EXERCISE REQUIREMENTS. Place every line of the records below into a Markdown table with two columns, "Row" for the row number and "Line" for the line itself. Omit blank lines, and leave the pictures out of the table.

++++++++++++++++++++

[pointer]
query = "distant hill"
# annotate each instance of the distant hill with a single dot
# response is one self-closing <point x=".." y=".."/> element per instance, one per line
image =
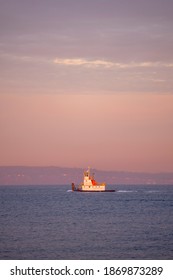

++++++++++++++++++++

RESULT.
| Row | Line |
|---|---|
| 1 | [pointer] |
| 2 | query = "distant hill" |
| 3 | # annotate each instance of the distant hill with a single dot |
| 4 | # response is one self-closing <point x=".." y=".."/> element per instance, one per line |
| 5 | image = |